### [EXERCISE]
Copy the listing below word for word, leaving out the picture.

** Start **

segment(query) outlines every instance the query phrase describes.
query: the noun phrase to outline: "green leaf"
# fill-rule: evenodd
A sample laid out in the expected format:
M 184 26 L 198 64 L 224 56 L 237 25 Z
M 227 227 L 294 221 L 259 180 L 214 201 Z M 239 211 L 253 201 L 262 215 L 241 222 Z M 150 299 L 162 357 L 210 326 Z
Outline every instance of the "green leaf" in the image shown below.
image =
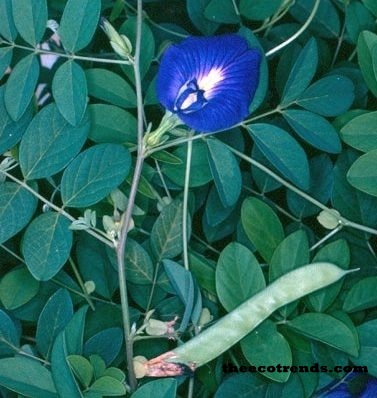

** End **

### [ANSWER TO THE EXERCISE]
segment(query) outlines every instance the query phrase describes.
query: the noun phrase to outline: "green leaf"
# fill-rule: evenodd
A sample laid out in the expected format:
M 184 26 L 198 64 L 224 56 L 237 25 Z
M 227 227 L 294 221 L 259 180 L 214 201 Z M 239 211 L 253 201 L 262 215 L 241 222 Z M 150 299 L 162 357 L 210 326 Z
Outline every instance of the "green leaf" in the image shown below.
image =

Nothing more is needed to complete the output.